Podcast
Root Causes 281: Google Proposes Optional OCSP


Hosted by
Tim Callan
Chief Compliance Officer
Jason Soroko
Fellow
Original broadcast date
February 27, 2023
In response to concerns about OCSP and privacy, Google has proposed removing the requirement for OCSP revocation checking for public SSL certificates meeting certain specific conditions. In this episode we go into the details of this proposal.
Podcast Transcript
Lightly edited for flow and brevity.
And so, first of all, thank you, Ryan, for making that available to the listeners so readily and easily. But, secondly, we thought, wow, this is great. Let’s follow up and let’s discuss this proposal in detail. So, I think that’s what we are going to do today.
So, the first thing probably to emphasize is it is not a proposal that we make OCSP illegal or eliminate OCSP or force CAs not to use OCSP. It is merely a proposal that says for certain certificates that meet the specific conditions that will be specified, which is they’re short-lived – and we will get into what that means – then OCSP responders are no longer required. So, one consequence of that would be if a CA wanted to have short-lived and long-lived certs both, then that CA would never really be truly free of OCSP. They would just be able to reduce the scope of what they need to provide OCSP for, which might still have benefits and it might be great. But that’s the first thing to bear in mind. It’s not a requirement that people move off of OCSP entirely. Rather, it’s an option that’s available to the CA and available to the subscriber. The certificate consumer who is going to use that certificate. So, that’s a very important point.
And the conditions under which the CA is allowed to issue certificates that no longer require OCSP responses, the main one is, as I said, short-lived. And the definition of short-lived here is not longer than ten days. So, if I want to issue you a one-day cert or a one-hour cert or a five-day cert or a nine-day cert, or a ten-day cert, that’s fine according to this proposal. As soon as I issue you an 11-day cert, however, that is not ok and that will require revocation checking. And, of course, the maximum duration would not change. At present it is 398 days according to CA/Browser Forum rules and, perhaps in the future that will go down. You and I have discussed and speculated that in the past and under those circumstances, that maximum day would be shortened but either way, that is a separate consideration separate and apart from this ten-day maximum for which a non-OCSP certificate is allowed.

[Saved entries]
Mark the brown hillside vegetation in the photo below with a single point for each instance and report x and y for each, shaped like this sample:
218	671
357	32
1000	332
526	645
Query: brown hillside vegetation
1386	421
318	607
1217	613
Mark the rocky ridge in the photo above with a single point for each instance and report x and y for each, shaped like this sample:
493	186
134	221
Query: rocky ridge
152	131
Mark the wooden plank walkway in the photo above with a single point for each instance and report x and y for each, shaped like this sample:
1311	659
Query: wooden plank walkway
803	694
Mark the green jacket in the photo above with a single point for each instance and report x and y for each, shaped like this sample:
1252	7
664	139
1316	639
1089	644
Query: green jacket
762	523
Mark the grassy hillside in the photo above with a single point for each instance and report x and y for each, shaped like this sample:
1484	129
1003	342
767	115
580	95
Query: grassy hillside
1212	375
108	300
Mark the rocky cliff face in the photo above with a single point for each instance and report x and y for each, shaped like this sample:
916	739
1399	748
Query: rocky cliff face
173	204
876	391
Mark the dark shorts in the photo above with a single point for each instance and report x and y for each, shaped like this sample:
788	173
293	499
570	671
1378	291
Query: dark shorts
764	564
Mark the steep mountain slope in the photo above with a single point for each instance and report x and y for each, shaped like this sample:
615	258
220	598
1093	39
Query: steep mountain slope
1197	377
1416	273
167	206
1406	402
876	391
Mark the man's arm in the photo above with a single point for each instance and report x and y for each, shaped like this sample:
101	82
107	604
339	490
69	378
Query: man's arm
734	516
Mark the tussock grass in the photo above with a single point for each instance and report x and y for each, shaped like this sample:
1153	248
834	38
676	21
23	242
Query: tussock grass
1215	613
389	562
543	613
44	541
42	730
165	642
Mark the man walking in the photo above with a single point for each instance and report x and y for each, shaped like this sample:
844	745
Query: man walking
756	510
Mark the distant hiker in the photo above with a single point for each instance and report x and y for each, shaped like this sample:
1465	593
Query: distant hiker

▶ **Problem 1**
From the podcast transcript on Google's optional OCSP proposal, list each certificate lifetime that the speaker names as acceptable under the proposal.
▶ **Problem 2**
Continue the podcast transcript on Google's optional OCSP proposal, starting after its final sentence.

▶ **Expected answer 1**
one-day, one-hour, five-day, nine-day, ten-day

▶ **Expected answer 2**
And then the second thing that’s connected to that is if you are subscriber and you would like to preserve the privacy of anyone who is connecting to your server then you can do that. You have an option. You go to a short-lived certificate automated scenario where you are updating your certificate every week or ten days or whatever it is and as a consequence, no more OCSP will be served on that and therefore, you have the benefit of preserving that privacy for the subscriber. So that becomes a motivator on that side as well.
So, if you look at these two things in conjunction, you see it is raising the motivation at least to some degree across the ecosystem for more adoption of short-lived certs than there would have been otherwise.
If you think about just the OCSP in general. You’ve got the individual’s browsing history and the concerns about privacy regarding that are due to perhaps two things. One being the fact that logs can be breached which would then give you an idea of what the user was actually looking at. And then, of course, there is the other concern which is interesting in the industry. A lot of us don’t think about it for ourselves but it does have to do with things like subpoena. In other words, the logs exist therefore they can be subpoenaed out by law and your records are out there somewhere.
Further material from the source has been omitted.